**EXCERPT:**

Evangelicals After Falwell
The New York Times has a very good article on the changing nature of Evangelical political activism. The article observes that the story is complicated--most evangelicals are quite conservative, and many of the new leaders are as conservative as Falwell, with differences in tone rather than ideology. Still, as the article points out, there are elements of the evangelical community that could be receptive to a Democratic candidate:
A poll conducted this year by the Pew Research Center showed that white evangelical Protestants have similar concerns to other Americans, including the war in Iraq, education and the economy, but a far greater percentage continue to cite tackling the “moral breakdown” in society as a key priority. They remain solidly Republican.
“While I think a lot of their leaders have begun to talk about other things, like Darfur and the environment, this remains a pretty social conservative group in some respects,” said Andrew Kohut, president of the Pew Research Center. “There doesn’t seem to me to be any sign of a sea change.”
Indeed, the survey showed that fewer evangelicals assigned top priority to protecting the environment than did the overall population, and that roughly the same number of evangelicals identified alleviating poverty as a top priority as did the general population. Meanwhile, evangelicals identified reducing illegal immigration as a priority at a much greater percentage than the population as a whole.
In a separate survey in 2004, John C. Green, a senior fellow at the Pew Forum on Religion and Public Life, however, placed evangelicals into three camps — traditionalist, centrist and modernist — based on the how rigidly they adhered to their beliefs and their willingness to adapt them to a changing world. The traditionalists are evangelicals who are usually labeled as the Christian right, while the centrists might be represented by the newer breed of evangelical leaders, who remain socially and theologically quite conservative but have mostly sought to avoid politics. The two camps are roughly the same size, each representing 40 to 50 percent of the total.

**PARTS OF THE EXERCISE:**
(a) From the post on evangelicals after Falwell, print the part that opens with the words containing "Indeed, the survey" and closes with "as a whole.".
(b) Write what follows the last sentence of the post on evangelical political activism after Falwell.

**LISTING:**
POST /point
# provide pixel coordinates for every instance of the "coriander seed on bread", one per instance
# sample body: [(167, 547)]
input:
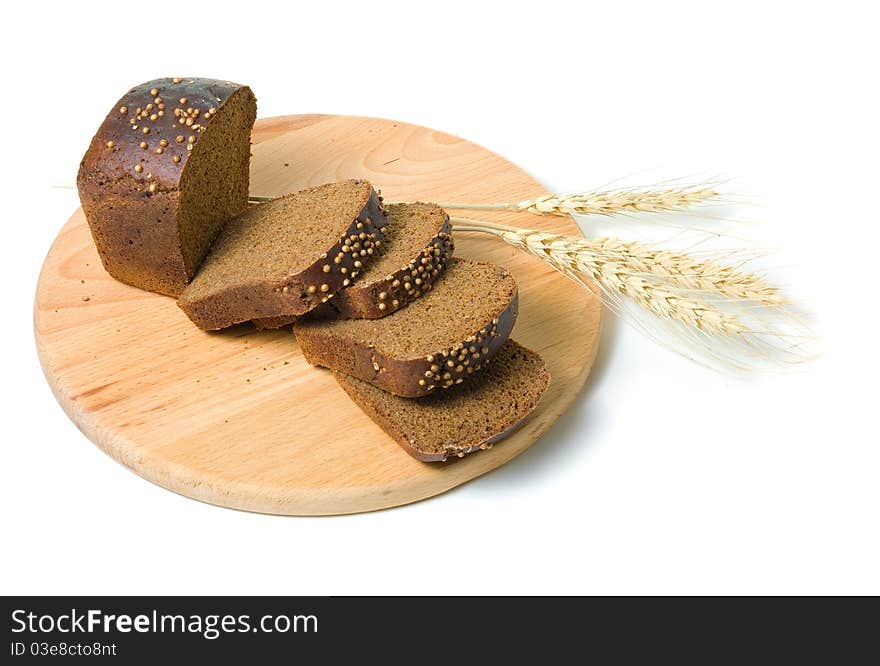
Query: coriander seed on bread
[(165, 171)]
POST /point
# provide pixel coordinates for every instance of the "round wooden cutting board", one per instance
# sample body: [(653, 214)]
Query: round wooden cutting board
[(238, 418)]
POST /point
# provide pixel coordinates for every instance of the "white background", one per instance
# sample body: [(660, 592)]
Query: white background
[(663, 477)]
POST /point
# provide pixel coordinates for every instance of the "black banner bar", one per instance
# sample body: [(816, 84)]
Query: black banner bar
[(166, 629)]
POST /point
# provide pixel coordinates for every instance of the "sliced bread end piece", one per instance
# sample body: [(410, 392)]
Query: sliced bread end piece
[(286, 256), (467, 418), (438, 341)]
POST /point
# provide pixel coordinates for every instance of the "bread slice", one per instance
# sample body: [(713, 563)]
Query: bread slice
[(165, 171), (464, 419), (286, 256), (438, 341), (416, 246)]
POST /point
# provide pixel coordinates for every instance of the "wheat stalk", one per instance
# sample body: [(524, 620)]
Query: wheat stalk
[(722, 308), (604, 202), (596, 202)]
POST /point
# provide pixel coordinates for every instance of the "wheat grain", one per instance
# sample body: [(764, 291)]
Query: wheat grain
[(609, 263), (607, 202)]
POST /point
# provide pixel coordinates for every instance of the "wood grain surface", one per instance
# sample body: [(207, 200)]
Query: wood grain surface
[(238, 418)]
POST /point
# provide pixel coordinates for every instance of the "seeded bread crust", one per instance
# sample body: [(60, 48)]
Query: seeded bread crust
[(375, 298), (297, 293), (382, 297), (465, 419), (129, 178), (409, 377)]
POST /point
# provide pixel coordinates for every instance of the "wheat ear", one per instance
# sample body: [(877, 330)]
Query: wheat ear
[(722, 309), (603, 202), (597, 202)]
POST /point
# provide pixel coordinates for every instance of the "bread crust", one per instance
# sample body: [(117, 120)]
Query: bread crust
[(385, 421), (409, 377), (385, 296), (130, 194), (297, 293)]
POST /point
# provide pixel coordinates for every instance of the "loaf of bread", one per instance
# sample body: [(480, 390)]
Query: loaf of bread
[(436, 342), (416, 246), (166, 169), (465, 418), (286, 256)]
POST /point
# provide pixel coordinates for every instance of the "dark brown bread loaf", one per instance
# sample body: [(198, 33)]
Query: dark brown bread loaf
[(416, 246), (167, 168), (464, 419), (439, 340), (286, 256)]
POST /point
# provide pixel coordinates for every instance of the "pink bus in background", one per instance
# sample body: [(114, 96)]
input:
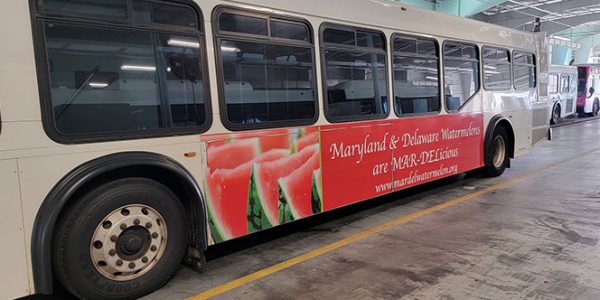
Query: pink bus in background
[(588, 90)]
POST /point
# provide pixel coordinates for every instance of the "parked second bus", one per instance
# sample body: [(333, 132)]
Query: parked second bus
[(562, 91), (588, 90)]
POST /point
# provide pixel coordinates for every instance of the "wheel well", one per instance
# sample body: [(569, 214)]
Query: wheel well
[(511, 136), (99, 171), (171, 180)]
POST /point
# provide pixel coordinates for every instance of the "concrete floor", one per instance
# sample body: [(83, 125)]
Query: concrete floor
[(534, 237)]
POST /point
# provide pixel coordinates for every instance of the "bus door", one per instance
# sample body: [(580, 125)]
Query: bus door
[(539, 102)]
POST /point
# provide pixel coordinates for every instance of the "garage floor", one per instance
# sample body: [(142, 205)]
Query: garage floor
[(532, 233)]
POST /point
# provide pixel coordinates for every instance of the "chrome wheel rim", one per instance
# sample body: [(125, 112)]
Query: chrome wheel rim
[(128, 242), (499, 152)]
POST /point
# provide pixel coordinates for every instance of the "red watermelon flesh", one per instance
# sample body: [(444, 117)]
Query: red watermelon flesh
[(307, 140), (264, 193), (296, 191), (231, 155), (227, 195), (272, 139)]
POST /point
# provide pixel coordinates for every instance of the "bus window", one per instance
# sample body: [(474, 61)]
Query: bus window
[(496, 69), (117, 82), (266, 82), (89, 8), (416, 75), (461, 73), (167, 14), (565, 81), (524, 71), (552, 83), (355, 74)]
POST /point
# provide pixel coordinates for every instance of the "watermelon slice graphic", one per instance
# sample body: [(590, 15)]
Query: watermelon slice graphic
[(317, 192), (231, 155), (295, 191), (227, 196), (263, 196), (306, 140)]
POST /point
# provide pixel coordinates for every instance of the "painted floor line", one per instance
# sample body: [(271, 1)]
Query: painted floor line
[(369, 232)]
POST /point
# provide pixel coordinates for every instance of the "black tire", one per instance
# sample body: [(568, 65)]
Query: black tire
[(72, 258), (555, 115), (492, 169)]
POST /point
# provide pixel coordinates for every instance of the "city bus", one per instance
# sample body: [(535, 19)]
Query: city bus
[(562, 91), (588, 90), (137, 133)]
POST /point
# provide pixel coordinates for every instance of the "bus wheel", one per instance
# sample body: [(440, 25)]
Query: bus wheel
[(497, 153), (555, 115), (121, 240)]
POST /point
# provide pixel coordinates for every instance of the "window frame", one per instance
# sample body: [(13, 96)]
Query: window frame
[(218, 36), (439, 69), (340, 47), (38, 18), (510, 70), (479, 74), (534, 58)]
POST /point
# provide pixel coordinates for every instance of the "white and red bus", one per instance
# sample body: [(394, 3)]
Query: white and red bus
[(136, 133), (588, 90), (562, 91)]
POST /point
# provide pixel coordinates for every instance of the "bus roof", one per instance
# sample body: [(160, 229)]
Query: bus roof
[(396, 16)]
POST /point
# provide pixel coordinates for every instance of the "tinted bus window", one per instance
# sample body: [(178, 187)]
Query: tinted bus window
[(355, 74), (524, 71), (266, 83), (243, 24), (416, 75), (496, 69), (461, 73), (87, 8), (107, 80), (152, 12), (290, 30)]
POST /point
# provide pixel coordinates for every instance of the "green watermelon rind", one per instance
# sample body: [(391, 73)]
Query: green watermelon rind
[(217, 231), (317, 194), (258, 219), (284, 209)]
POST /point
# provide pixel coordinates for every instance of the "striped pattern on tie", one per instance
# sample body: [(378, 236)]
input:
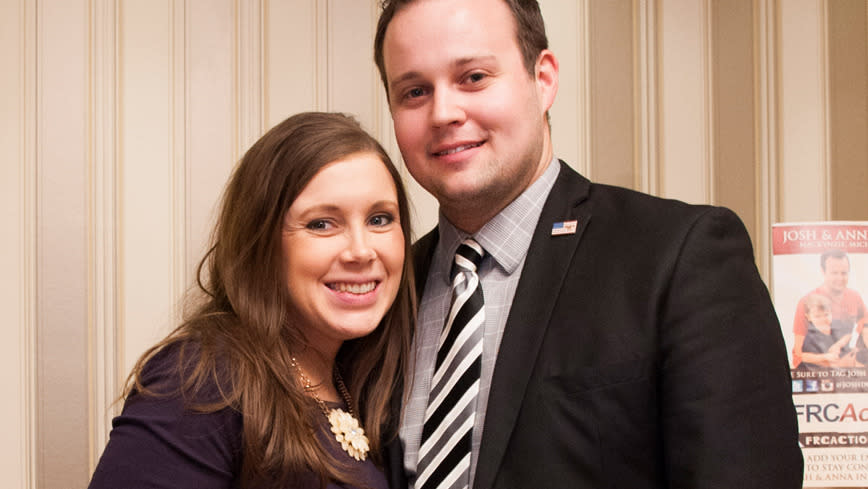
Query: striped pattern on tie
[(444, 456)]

...

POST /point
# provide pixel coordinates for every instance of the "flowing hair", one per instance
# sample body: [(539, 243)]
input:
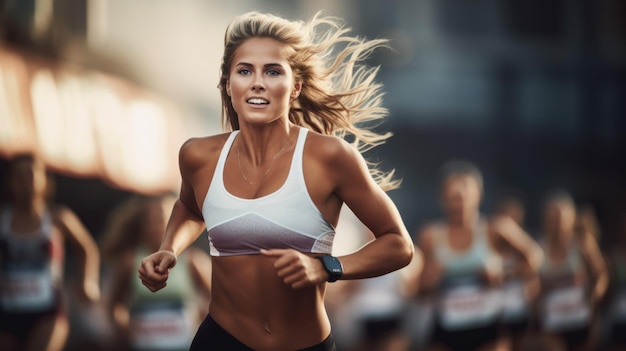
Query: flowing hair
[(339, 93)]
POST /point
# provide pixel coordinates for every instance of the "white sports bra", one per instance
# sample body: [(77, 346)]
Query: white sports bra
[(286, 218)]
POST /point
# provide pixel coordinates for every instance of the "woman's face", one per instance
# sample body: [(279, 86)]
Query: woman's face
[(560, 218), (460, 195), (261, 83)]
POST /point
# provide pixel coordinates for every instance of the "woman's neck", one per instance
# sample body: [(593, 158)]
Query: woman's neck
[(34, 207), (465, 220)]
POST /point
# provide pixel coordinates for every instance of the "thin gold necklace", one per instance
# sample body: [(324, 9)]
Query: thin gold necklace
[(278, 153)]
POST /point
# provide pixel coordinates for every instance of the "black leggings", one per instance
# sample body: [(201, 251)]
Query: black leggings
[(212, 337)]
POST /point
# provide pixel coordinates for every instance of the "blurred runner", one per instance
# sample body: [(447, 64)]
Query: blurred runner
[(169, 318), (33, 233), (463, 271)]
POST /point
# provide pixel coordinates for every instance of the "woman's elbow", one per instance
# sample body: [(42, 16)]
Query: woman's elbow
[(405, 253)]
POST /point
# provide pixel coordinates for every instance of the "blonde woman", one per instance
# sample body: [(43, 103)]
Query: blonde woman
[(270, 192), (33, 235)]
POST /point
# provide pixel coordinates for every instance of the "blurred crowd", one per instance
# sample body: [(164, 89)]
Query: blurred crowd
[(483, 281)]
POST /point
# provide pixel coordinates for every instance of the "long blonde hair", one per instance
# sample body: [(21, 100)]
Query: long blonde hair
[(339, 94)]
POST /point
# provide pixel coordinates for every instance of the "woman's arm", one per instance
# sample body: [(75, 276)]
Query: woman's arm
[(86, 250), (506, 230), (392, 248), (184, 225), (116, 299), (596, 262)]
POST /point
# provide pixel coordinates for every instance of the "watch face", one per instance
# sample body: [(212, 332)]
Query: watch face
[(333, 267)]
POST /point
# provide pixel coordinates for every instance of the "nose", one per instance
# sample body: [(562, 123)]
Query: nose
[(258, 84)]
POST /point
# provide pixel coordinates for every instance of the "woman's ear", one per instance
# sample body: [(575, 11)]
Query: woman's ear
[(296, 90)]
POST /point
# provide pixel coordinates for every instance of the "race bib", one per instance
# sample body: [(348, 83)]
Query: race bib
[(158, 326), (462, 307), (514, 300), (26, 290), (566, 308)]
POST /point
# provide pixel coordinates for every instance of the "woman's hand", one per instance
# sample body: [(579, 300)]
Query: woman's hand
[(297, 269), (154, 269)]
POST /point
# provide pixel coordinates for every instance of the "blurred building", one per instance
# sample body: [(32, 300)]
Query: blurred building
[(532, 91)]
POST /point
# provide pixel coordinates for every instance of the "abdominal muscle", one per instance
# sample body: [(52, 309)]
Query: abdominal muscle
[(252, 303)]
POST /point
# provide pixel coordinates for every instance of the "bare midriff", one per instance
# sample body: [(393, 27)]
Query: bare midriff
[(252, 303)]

* * *

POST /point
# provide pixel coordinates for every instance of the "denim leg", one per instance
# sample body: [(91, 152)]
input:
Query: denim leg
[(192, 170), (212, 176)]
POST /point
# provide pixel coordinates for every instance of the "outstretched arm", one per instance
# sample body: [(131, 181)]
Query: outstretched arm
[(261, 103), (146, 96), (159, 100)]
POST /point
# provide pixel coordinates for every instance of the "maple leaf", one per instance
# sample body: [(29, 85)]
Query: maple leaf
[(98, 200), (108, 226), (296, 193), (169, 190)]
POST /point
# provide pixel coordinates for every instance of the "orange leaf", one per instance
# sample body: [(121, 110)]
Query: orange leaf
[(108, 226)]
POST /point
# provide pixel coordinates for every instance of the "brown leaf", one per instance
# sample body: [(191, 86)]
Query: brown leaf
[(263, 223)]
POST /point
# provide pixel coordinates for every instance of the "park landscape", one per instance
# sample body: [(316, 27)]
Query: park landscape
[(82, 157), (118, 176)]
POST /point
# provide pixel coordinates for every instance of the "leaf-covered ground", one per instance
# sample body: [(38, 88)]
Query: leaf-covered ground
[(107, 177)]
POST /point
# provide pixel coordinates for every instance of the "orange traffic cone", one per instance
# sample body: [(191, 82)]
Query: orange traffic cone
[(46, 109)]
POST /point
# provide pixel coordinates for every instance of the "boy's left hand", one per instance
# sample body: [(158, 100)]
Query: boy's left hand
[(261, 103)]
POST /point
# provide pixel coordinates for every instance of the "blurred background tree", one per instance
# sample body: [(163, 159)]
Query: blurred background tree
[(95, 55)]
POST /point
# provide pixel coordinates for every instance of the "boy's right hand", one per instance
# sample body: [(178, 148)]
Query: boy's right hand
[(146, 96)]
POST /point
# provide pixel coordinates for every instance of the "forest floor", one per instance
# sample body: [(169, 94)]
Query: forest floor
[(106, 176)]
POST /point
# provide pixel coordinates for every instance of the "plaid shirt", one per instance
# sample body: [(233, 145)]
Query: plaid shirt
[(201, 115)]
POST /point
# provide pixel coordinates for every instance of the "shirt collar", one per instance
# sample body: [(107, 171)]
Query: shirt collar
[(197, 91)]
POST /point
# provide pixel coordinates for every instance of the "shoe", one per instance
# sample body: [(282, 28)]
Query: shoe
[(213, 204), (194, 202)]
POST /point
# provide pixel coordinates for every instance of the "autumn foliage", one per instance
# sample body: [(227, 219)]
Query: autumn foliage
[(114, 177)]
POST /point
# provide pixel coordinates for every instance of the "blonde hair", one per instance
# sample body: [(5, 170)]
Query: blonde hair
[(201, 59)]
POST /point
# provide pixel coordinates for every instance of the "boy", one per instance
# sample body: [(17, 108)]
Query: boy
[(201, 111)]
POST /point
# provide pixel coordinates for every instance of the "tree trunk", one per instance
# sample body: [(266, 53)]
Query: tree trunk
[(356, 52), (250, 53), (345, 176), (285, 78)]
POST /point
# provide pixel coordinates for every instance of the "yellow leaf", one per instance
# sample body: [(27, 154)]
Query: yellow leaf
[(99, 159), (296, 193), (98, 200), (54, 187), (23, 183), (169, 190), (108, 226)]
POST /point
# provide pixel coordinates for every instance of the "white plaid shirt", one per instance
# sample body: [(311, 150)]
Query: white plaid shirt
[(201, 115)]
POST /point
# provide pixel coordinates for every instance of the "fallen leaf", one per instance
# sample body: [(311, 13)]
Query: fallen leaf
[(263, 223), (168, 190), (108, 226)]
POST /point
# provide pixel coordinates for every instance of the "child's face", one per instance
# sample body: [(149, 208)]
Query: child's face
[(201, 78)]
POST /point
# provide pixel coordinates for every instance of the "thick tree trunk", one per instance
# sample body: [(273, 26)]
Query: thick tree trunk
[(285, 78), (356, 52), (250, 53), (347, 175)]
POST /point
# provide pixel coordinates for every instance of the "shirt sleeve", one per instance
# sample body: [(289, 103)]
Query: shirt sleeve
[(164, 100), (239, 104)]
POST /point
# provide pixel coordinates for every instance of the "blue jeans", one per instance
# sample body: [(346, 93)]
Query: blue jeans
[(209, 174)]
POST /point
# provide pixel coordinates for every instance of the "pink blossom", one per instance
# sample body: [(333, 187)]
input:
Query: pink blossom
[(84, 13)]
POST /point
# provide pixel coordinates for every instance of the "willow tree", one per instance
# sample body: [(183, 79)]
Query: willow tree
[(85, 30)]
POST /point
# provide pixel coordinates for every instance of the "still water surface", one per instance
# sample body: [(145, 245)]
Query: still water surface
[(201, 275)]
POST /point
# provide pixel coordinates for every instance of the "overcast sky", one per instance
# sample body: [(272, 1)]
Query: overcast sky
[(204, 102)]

**RESPONSES FOR EACH TASK:**
(a)
Indeed, the survey showed that fewer evangelicals assigned top priority to protecting the environment than did the overall population, and that roughly the same number of evangelicals identified alleviating poverty as a top priority as did the general population. Meanwhile, evangelicals identified reducing illegal immigration as a priority at a much greater percentage than the population as a whole.

(b)
Experts agree, though, that the centrist camp is growing. Estimates of the number of evangelicals nationwide vary, depending on how they are counted and how the term is defined, but Mr. Green put it at 26.3 percent of Americans.
The full electoral implications of the shift that is occurring in the movement will likely unfold over the next decade or more, several religious experts and activists said, as opposed to in this next presidential election cycle.
“I think we’re talking about a 20-year effect,” said Andy Crouch, an editor at Christianity Today.The tremors of change are, nevertheless, detectable, especially among younger evangelicals. Many are intrigued by Senator Barack Obama, Democrat of Illinois, who has demonstrated the ability to speak convincingly about his faith on the campaign trail, as a presidential candidate.
“The person I just hear about all the time is Obama because he is seen as spiritually serious, even if people know he’s really kind of a liberal Christian,” Mr. Crouch said.
Gabe Lyons, 32, is emblematic of the transformation among many younger evangelicals. He grew up in Lynchburg, Va., attending Mr. Falwell’s church. But he has shied away from politics. Instead, he heads the Fermi Project, a loose “collective” dedicated to teaching evangelicals to shape culture through other means, including media and the arts.
“I believe politics just isn’t as important to younger evangelicals as it has been for the older generations because we recognize from experience that politics does not shape the morality of a culture,” he said. “It simply reflects what the larger culture wants.”
There are other signs of attitude changes among younger evangelicals. Recent surveys conducted by the Barna Group show that younger “born again” Christians are more accepting of homosexuality than older ones and are less resistant to affording gays equal rights. But on abortion, they remain almost as conservative as their parents — more fodder for both political parties to weigh as they consider the future.
Read it all.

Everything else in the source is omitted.